## Given instruction
Copy every line of the records below that contains the string "Target".

---------- Excerpted records

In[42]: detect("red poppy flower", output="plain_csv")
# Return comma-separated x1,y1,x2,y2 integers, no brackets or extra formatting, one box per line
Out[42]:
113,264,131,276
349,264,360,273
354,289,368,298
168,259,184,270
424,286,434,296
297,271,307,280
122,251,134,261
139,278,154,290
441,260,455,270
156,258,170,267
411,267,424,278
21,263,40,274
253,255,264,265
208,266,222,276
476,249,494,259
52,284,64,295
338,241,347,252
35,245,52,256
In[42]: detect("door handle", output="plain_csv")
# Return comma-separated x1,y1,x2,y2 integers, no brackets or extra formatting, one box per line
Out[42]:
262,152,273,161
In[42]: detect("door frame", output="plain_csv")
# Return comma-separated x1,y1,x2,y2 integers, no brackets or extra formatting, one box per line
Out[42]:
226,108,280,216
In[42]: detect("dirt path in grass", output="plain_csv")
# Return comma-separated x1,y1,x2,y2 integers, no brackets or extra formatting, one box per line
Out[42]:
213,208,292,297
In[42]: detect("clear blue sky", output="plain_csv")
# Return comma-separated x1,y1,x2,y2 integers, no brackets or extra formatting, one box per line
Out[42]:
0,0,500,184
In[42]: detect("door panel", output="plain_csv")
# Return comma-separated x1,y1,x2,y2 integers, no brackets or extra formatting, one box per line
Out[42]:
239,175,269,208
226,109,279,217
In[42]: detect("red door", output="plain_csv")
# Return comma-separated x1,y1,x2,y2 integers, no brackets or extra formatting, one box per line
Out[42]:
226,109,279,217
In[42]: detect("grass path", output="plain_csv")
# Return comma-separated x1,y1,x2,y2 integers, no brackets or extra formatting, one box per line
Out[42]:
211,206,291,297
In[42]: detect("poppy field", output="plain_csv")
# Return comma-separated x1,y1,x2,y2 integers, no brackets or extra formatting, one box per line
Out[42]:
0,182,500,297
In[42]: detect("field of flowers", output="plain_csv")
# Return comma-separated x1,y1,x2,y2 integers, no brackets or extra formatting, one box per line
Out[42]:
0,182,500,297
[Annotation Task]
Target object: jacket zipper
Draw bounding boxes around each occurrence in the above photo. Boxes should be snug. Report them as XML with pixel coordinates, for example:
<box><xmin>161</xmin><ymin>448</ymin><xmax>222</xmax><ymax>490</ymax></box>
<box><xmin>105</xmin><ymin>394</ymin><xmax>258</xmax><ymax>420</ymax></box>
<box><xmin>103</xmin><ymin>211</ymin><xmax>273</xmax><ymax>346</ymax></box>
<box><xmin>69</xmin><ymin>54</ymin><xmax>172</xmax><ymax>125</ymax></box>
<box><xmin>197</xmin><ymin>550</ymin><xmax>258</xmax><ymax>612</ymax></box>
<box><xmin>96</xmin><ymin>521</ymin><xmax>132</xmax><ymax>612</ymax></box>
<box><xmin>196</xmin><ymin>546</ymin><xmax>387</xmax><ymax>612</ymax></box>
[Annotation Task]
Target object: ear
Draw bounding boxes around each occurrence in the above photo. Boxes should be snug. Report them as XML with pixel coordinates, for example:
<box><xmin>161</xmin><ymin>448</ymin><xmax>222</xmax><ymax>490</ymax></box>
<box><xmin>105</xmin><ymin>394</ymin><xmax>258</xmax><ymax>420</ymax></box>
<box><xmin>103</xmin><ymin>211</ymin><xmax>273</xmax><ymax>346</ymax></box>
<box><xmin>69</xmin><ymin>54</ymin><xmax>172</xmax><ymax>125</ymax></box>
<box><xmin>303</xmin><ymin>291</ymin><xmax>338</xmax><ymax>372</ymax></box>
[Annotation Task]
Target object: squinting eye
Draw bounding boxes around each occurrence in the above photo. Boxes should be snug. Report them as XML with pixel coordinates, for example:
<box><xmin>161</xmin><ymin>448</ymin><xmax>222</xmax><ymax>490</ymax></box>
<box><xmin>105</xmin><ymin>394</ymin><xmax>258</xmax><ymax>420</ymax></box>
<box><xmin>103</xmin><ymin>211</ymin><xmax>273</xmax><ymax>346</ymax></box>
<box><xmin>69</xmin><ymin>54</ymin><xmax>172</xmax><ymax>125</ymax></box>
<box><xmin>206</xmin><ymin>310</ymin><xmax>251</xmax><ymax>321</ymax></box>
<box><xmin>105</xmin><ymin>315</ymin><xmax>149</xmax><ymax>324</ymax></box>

--------------------

## Response
Target object: jacket zipper
Target object: ear
Target object: squinting eye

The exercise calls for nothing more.